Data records
= Beginning of Section =

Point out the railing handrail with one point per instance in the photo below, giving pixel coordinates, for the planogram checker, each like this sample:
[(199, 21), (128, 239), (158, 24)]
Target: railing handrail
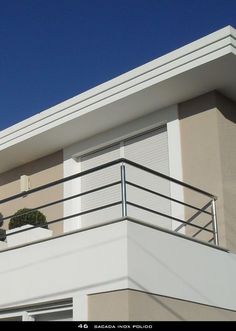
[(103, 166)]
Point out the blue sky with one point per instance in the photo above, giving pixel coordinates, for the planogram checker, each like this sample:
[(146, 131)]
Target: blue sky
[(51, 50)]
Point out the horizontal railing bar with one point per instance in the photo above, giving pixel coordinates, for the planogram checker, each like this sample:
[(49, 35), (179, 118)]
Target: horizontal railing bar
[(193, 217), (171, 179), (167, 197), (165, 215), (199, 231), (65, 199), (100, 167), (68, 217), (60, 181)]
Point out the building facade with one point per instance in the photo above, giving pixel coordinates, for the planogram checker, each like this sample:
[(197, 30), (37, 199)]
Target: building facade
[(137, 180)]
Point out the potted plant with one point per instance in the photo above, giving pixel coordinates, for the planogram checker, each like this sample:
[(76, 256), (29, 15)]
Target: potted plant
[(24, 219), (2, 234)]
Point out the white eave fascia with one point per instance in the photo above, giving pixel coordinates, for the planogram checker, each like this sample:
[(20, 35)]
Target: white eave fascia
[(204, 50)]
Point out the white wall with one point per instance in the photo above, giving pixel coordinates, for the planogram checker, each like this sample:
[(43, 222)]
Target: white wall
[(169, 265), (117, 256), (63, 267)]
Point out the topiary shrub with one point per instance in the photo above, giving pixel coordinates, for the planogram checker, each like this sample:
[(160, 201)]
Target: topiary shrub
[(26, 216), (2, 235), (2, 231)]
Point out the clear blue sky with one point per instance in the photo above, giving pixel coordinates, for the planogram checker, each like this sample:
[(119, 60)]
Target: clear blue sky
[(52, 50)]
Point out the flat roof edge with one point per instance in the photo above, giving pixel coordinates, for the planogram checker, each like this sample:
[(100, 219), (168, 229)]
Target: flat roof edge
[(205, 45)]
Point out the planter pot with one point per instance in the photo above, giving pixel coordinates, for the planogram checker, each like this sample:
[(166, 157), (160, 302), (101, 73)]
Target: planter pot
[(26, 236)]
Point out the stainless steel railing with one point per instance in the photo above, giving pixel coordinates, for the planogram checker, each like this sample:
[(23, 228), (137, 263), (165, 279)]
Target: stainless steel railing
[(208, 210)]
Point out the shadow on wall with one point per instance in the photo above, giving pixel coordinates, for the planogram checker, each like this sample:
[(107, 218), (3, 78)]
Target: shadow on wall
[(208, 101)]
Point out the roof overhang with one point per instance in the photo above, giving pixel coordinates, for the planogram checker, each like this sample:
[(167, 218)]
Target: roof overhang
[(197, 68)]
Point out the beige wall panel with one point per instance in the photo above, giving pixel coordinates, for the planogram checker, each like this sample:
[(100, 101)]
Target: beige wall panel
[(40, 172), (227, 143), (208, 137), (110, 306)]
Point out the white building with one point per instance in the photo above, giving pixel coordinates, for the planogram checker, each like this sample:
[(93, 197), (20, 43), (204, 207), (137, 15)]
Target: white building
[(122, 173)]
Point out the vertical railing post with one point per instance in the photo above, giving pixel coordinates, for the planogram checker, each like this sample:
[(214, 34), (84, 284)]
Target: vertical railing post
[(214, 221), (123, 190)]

= End of Section =
= Beginning of Section =

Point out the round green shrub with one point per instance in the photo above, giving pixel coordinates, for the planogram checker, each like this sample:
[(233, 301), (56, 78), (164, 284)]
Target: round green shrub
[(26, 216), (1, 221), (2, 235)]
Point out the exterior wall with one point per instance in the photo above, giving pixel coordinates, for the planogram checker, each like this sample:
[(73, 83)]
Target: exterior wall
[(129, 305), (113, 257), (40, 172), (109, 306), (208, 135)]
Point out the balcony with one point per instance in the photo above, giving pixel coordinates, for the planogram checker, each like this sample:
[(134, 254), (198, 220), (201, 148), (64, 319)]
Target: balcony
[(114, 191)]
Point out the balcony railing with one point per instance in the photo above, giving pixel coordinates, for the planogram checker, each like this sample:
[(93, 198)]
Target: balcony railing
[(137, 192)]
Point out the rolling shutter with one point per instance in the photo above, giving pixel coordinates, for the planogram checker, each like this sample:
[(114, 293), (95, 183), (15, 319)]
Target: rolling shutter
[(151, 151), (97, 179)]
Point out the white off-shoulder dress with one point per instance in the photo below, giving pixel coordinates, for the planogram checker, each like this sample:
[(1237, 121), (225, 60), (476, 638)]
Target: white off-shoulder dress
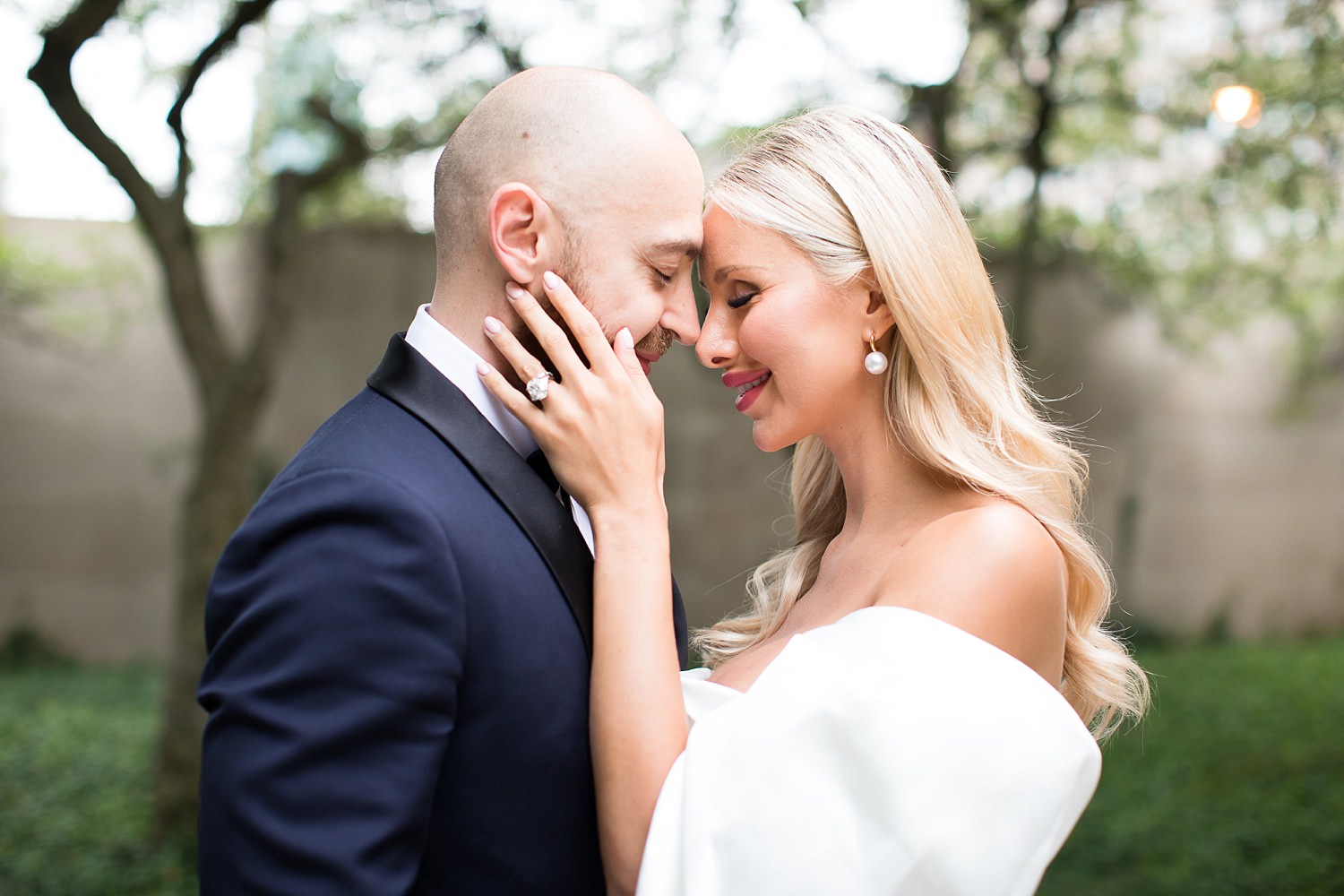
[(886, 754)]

= End of Section =

# [Exercise goal]
Read the entries and show each line that mentions "below".

# [Answer for the task]
Point out the railing handrail with one point per instance in the photo below, giving pixel coordinates, for the planogram checker, each like this sample:
Point out the white off-shoulder dress with one point per instance in the photo below, giving pixel coordinates, for the planogram checker, each like this sample:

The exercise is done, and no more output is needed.